▸ **ASSIGNMENT**: Wherever pictures occur in the entries below, leave them out and retype the rest exactly.

▸ **EXERCISE MATERIALS**:
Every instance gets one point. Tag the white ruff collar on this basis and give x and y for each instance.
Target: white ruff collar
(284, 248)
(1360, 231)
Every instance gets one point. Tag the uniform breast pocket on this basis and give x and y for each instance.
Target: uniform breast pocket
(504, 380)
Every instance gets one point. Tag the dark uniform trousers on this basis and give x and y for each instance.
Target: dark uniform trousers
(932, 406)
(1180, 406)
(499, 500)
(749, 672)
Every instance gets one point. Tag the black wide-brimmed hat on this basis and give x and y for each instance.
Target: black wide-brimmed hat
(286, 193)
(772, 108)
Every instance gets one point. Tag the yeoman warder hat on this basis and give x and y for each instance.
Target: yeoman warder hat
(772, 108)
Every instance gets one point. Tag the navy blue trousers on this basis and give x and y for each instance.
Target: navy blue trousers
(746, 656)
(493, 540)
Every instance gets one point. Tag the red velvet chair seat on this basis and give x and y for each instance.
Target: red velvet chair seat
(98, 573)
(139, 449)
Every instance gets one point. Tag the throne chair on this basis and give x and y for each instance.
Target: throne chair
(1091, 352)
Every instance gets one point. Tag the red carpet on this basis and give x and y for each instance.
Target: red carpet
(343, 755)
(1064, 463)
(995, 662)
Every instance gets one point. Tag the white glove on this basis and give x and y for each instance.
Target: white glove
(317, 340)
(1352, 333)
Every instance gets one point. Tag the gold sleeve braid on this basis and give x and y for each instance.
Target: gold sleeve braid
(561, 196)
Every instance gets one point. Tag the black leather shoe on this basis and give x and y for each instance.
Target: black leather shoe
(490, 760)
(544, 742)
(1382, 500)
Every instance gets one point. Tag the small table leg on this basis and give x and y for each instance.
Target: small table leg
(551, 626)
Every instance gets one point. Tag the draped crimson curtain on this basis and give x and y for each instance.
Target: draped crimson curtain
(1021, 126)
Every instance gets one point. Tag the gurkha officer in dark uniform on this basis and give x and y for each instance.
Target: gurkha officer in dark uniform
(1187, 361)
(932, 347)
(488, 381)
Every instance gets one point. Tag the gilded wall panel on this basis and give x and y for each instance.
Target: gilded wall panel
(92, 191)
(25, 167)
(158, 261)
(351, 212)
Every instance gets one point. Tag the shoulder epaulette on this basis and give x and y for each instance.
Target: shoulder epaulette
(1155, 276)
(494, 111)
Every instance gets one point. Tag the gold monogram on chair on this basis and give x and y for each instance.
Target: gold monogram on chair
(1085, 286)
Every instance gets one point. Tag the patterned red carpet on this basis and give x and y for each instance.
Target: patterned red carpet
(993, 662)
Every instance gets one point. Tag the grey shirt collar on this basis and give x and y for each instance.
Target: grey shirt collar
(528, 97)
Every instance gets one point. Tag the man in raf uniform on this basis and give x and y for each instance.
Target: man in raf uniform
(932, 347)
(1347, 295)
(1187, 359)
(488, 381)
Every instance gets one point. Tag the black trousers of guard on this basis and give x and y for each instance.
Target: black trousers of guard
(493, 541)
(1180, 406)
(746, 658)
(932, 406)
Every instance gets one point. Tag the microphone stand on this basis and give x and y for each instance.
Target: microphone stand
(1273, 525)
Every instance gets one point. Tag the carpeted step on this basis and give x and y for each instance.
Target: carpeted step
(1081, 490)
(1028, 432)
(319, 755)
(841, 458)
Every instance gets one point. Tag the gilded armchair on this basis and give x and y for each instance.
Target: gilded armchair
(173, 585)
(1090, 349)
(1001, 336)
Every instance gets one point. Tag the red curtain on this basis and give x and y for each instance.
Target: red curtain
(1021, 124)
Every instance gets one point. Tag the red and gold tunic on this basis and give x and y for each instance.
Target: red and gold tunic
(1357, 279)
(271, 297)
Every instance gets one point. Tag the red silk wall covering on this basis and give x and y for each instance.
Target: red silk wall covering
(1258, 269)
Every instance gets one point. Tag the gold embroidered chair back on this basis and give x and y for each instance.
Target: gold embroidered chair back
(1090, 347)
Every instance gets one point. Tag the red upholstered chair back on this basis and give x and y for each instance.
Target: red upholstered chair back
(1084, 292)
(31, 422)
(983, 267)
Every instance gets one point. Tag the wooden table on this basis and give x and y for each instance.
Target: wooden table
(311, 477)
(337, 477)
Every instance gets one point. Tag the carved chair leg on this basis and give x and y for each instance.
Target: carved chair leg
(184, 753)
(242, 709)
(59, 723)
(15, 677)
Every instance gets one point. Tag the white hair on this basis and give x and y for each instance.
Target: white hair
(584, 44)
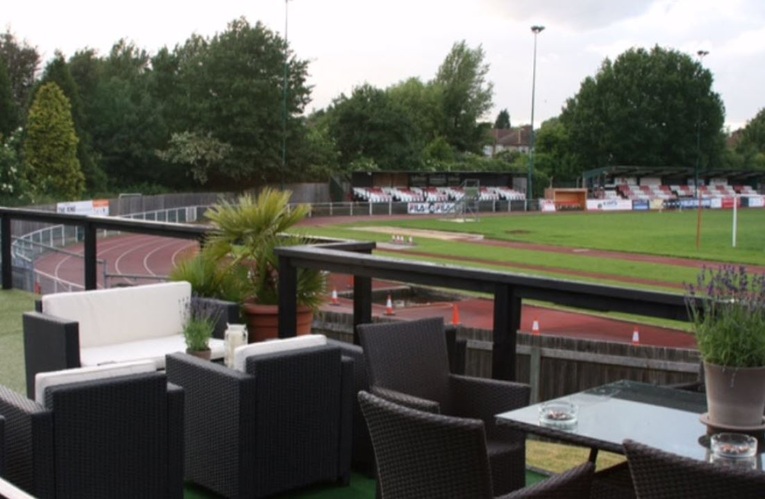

▸ **WRITTEN SOLUTION**:
Every instance gets one point. Tag the white ruff collar on this basis and give x and y for each instance.
Target: white ruff collar
(284, 248)
(1360, 231)
Every instance gets one point. Tag the uniform breast pocket on this basis and give x and y for each instance.
Target: uniform breast pocket
(504, 380)
Every instance gets one point. Tag the dark uniform trousers on this basis and give x and y for each instance.
Target: dark uniform trousers
(932, 406)
(1180, 406)
(499, 500)
(749, 672)
Every instance gets one point. Tag the black wide-brimmed hat on this basis and give x and y for each instance.
Target: black wide-brimmed hat
(286, 193)
(772, 108)
Every instance gets one point. Tag the yeoman warder hat on this basis and give x and y for each instance.
Target: yeoman warder hat
(772, 108)
Every instance gets one point. Tag the navy blue trousers on this basis and give x and y for each instance.
Target: navy blue trousers
(746, 656)
(493, 540)
Every instance gets one point. Tag the red velvet chair seat on this basis and give x and y for each instance.
Target: red velvet chair seat
(98, 573)
(139, 449)
Every instance gets one point. Tag the throne chair on this basis and give x and y for each instance.
Target: throne chair
(1091, 352)
Every instance gets one point. Tag the red carpet on this basis and give x and y for each instance.
Target: red carpet
(343, 755)
(1064, 463)
(995, 662)
Every instance gets one point. Tag the white glove on this basis and give x and y for each instance.
Target: white glove
(317, 340)
(1352, 333)
Every instance gets one point. Tag the gold sleeve braid on this basis and give x and y for each instance.
Target: gold sleeve braid
(561, 196)
Every instance gets one point. Tag the black leather shoe on this basis and give x and y for each instance.
Target: black leather shoe
(490, 760)
(544, 742)
(1382, 500)
Every instance gets one point. Tag the small table leg on this basis and give x and y for each instance.
Target: small table leg
(551, 626)
Every instance gets one point. Tag the draped crimson curtain on this basis and give x and y for each instance.
Target: draped crimson curtain
(1021, 126)
Every instance gets one point. Tag the gurkha officer in dark uniform on this basis and give x and y for each instance.
Target: gurkha officer in dark uniform
(1187, 361)
(932, 347)
(488, 381)
Every instance gets one point. Tag the gilded wall panel on this basis and give x and y for each instance.
Target: gilded wall panel
(92, 191)
(25, 167)
(158, 261)
(351, 212)
Every instance gets one point. Tag the shoulder epaulette on this basis and give x and y for each instance.
Target: shoulder epaulette
(1155, 276)
(494, 111)
Every instance gets one point. Tag the gold monogram on chair on this basis and give x and y for each instance.
Target: gold monogram on chair
(1085, 286)
Every instance gets one point. Tag the patterned red carpet on this basis and give x and y for each instance.
Target: patterned red carpet
(993, 662)
Every instance gets one point. Tag the grey shirt collar on this basis and give x and y for each instance.
Target: grey shirt collar
(528, 97)
Every instance gets one point. Tag the man in raf uniform on this basis and give x and y for each instance.
Target: man in raf uniform
(932, 347)
(1347, 295)
(1187, 359)
(488, 381)
Every instance gets one point. Tag the black trousers of guard on this basis and give x and y for each instance.
Target: black trousers of guard
(493, 541)
(1180, 406)
(746, 658)
(932, 406)
Every instance gets one point. Tag the microphone stand on this basis and give x and y for each instance.
Target: microphone stand
(1273, 525)
Every instance gets one point. Tag the carpeted step on this basis and give x and y for each instance.
Target: carpeted step
(1081, 490)
(1028, 432)
(319, 755)
(841, 458)
Every instance gets one point. Tag the gilded armchair on this basis and give x and y for each instance.
Target: gilded armchair
(173, 585)
(1090, 349)
(1001, 336)
Every instance gets one point. Tag the red curtain on this basis and give x and y for each instance.
Target: red curtain
(1021, 124)
Every instance gets one point. Tag the red and gold tunic on this basis and give x and y for each instance.
Target: red and gold tunic
(1357, 279)
(271, 297)
Every instance gets one point. Tag the red silk wall covering on this basis and give x and y for each instance.
Target: red silk wall covering
(1258, 269)
Every instance gets one point. Tag the gold embroidered chair back on this basis and give x and y for each instance.
Target: gold embroidered chair back
(1090, 347)
Every instance gets one point. Tag the red upholstered chair back on this basis and give x and y for each instance.
Target: red upholstered chair back
(1084, 292)
(31, 422)
(983, 267)
Every instance gets one point. Tag the wooden table on this basis and give x and y for each instance.
Target: wooden table
(311, 477)
(337, 477)
Every instance gets one point. Tag the carved chair leg on this basis and give x and y for each instance.
Target: carved chair leg
(184, 753)
(242, 709)
(59, 723)
(15, 677)
Every instance gets one point. Tag the white hair on this basis and give x and y for each instance.
Target: white hair
(584, 44)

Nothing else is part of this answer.